[Records of labeled points]
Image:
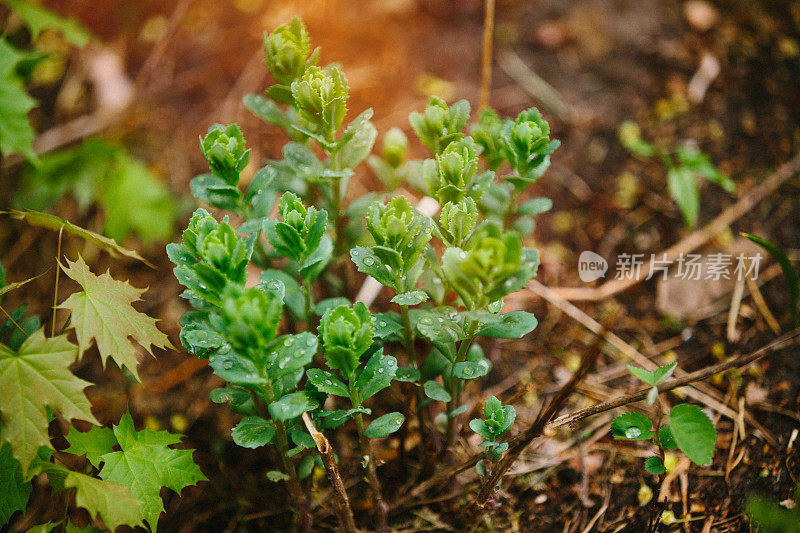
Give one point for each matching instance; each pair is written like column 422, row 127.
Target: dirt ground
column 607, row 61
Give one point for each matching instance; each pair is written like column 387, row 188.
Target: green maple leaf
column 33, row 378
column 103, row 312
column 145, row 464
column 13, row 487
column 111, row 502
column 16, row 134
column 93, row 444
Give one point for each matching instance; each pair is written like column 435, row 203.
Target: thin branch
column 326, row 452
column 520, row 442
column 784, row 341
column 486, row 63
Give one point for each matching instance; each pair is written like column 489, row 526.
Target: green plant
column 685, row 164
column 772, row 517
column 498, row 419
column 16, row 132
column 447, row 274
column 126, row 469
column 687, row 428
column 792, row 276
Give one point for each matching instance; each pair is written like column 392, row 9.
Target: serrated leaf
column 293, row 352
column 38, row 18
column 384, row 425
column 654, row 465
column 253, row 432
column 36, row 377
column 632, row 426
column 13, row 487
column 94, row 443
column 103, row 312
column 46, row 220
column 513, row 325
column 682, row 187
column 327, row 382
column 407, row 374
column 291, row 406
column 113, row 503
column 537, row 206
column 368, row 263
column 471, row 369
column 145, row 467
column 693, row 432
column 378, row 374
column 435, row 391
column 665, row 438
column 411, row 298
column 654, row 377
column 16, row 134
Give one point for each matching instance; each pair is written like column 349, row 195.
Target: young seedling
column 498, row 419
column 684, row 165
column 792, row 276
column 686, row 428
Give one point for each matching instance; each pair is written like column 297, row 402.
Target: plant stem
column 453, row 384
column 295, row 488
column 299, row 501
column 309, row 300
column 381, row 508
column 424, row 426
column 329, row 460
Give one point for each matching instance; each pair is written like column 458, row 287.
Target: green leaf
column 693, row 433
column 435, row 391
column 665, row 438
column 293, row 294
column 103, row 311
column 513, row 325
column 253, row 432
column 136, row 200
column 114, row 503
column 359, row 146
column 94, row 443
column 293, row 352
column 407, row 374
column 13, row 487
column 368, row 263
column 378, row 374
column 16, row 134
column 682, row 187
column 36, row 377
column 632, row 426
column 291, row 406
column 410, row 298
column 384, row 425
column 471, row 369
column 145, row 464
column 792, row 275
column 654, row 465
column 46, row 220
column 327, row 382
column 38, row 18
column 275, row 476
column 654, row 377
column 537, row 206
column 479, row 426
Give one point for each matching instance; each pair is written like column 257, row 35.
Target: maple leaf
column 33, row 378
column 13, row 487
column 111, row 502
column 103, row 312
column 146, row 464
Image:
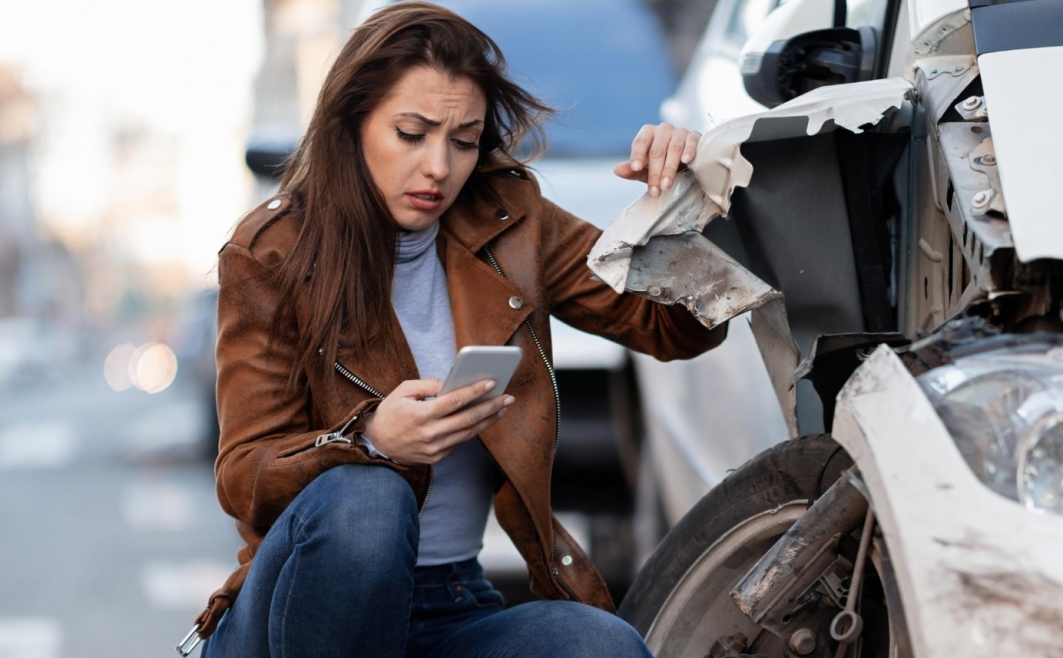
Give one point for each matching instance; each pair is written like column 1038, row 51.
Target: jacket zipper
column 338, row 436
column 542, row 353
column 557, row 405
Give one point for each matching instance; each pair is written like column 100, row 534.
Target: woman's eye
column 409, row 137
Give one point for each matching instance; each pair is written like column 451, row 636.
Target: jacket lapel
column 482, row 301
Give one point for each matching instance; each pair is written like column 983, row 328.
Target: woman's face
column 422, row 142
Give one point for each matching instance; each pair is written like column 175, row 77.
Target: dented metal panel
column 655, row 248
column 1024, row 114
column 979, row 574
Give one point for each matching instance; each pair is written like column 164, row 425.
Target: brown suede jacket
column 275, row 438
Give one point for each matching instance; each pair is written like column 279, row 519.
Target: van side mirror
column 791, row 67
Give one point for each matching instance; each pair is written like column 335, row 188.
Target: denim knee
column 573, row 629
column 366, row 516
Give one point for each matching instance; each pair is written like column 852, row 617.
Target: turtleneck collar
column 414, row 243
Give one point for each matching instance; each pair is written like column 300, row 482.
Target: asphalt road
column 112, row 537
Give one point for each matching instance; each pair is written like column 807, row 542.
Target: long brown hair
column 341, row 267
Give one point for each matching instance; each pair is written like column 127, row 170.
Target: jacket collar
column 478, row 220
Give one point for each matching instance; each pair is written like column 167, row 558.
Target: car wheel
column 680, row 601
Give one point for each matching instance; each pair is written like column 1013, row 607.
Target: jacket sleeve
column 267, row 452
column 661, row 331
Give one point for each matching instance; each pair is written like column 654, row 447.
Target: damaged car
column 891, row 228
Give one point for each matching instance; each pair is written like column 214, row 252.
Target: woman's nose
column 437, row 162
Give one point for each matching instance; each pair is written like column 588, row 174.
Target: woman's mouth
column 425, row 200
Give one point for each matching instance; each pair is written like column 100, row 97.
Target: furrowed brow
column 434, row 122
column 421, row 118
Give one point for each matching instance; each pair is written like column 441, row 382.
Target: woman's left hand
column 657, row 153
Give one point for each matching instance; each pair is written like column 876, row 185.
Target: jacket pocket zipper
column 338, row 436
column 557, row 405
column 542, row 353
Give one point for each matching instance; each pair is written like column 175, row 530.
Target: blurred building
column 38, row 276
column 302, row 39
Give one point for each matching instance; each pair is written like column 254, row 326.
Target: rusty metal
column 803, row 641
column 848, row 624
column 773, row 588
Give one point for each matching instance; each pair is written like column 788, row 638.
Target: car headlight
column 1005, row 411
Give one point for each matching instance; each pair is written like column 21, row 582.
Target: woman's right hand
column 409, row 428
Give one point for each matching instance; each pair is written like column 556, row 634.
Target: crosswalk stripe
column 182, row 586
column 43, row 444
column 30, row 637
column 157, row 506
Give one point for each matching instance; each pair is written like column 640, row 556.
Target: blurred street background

▶ _GOAL_
Rewrite all the entries above with every "Target" changed to "Object" and nothing else altered. Leave the pictures out of your answer.

▶ _SOLUTION TO THE PROBLEM_
Image:
Give one point for each matching instance; each pair is written like column 422, row 127.
Object: dirt ground
column 607, row 61
Give one point for each matching instance; each pair is written like column 387, row 188.
Object: green maple leaf
column 33, row 378
column 103, row 312
column 145, row 464
column 13, row 487
column 111, row 502
column 16, row 134
column 93, row 444
Give one point for each matching instance; each pair is written like column 435, row 203.
Object: thin branch
column 326, row 452
column 520, row 442
column 784, row 341
column 486, row 63
Give one point for each matching instance; each pair is written like column 489, row 526.
Object: green plant
column 685, row 164
column 772, row 517
column 498, row 419
column 16, row 132
column 447, row 274
column 126, row 469
column 687, row 428
column 792, row 276
Give one point for each matching instance; each pair is written like column 392, row 9.
Object: serrated leaf
column 293, row 352
column 38, row 18
column 384, row 425
column 654, row 465
column 253, row 432
column 36, row 377
column 632, row 426
column 13, row 487
column 94, row 443
column 103, row 312
column 46, row 220
column 513, row 325
column 682, row 187
column 327, row 382
column 407, row 374
column 291, row 406
column 113, row 503
column 537, row 206
column 368, row 263
column 471, row 369
column 145, row 467
column 693, row 432
column 378, row 374
column 435, row 391
column 665, row 438
column 411, row 298
column 654, row 377
column 16, row 134
Give one point for each matching instance; each pair is written like column 349, row 195.
Object: young seedling
column 498, row 419
column 684, row 165
column 792, row 276
column 686, row 428
Give one point for each matching instance; each pair is written like column 297, row 402.
Object: plant stem
column 453, row 384
column 295, row 488
column 299, row 501
column 309, row 300
column 381, row 508
column 424, row 426
column 329, row 460
Give one point for each matching instance; each pair is written like column 458, row 287.
Object: green leaf
column 693, row 433
column 435, row 391
column 665, row 438
column 293, row 294
column 103, row 311
column 513, row 325
column 253, row 432
column 136, row 200
column 114, row 503
column 359, row 146
column 94, row 443
column 293, row 352
column 407, row 374
column 13, row 487
column 368, row 263
column 378, row 374
column 16, row 134
column 682, row 187
column 36, row 377
column 632, row 426
column 291, row 406
column 410, row 298
column 384, row 425
column 471, row 369
column 145, row 464
column 792, row 275
column 654, row 465
column 46, row 220
column 327, row 382
column 38, row 18
column 275, row 476
column 654, row 377
column 537, row 206
column 479, row 426
Give one point for each matching instance; each pair is written like column 257, row 35.
Object: maple leaf
column 33, row 378
column 13, row 487
column 111, row 502
column 103, row 312
column 146, row 464
Image:
Give one point for each matching instance; each pair is written like column 1038, row 51.
Object: jacket zipper
column 338, row 436
column 542, row 353
column 557, row 405
Give one point for each matching instance; each pair is written like column 100, row 534.
Object: woman's eye
column 409, row 137
Give one point for each matching instance; each pair is written like column 451, row 636.
Object: jacket lapel
column 482, row 301
Give one point for each matching instance; each pair is written like column 983, row 328.
Object: woman's face
column 422, row 142
Give one point for each matching instance; each pair is written like column 175, row 77.
Object: dented metal panel
column 655, row 248
column 1024, row 114
column 979, row 574
Give one point for each matching instance; each pair is written like column 164, row 425.
Object: brown suede jacket
column 275, row 438
Give one point for each matching instance; each pair is written like column 279, row 519.
Object: van side mirror
column 791, row 67
Give one point for each matching instance; each pair is written like column 335, row 188.
Object: denim knee
column 573, row 629
column 366, row 516
Give one point for each matching instance; each pair is written like column 852, row 617.
Object: turtleneck collar
column 414, row 243
Give one point for each matching instance; each pair is written like column 300, row 482.
Object: asphalt road
column 112, row 537
Give one point for each matching instance; each pair is written like column 807, row 542.
Object: long brown hair
column 341, row 267
Give one point for each matching instance; each pair is written like column 127, row 170.
Object: jacket collar
column 478, row 220
Give one point for each matching instance; each pair is written like column 167, row 558.
Object: car wheel
column 680, row 601
Give one point for each matching instance; each pair is written like column 1013, row 607.
Object: jacket sleeve
column 267, row 452
column 661, row 331
Give one point for each matching instance; each pair is written like column 654, row 447.
Object: damaged car
column 891, row 228
Give one point for each matching instance; each pair is written like column 214, row 252.
Object: woman's nose
column 437, row 162
Give one point for each matching instance; each pair is written like column 588, row 174.
Object: woman's mouth
column 425, row 200
Give one point for each matching instance; each pair is written like column 100, row 97.
Object: furrowed brow
column 434, row 122
column 421, row 118
Give one point for each matching instance; each pair is written like column 441, row 382.
Object: woman's left hand
column 657, row 153
Give one point for each matching instance; each pair is written like column 876, row 185.
Object: jacket pocket zipper
column 338, row 436
column 557, row 405
column 542, row 353
Give one point for each matching instance; each pair is written like column 175, row 530.
Object: blurred building
column 38, row 276
column 302, row 39
Give one point for each matching instance; each pair is written like column 254, row 326.
Object: rusty metal
column 803, row 641
column 848, row 624
column 773, row 588
Give one point for each matching instance; each pair is written like column 788, row 638.
Object: car headlight
column 1005, row 411
Give one point for each matching instance; each pair is written like column 21, row 582.
Object: woman's right hand
column 409, row 428
Give one point for each matching instance; each pair is written like column 556, row 634.
Object: crosswalk stripe
column 182, row 586
column 43, row 444
column 30, row 637
column 157, row 506
Give one point for each matching instance; each pair is written like column 640, row 556.
Object: blurred street background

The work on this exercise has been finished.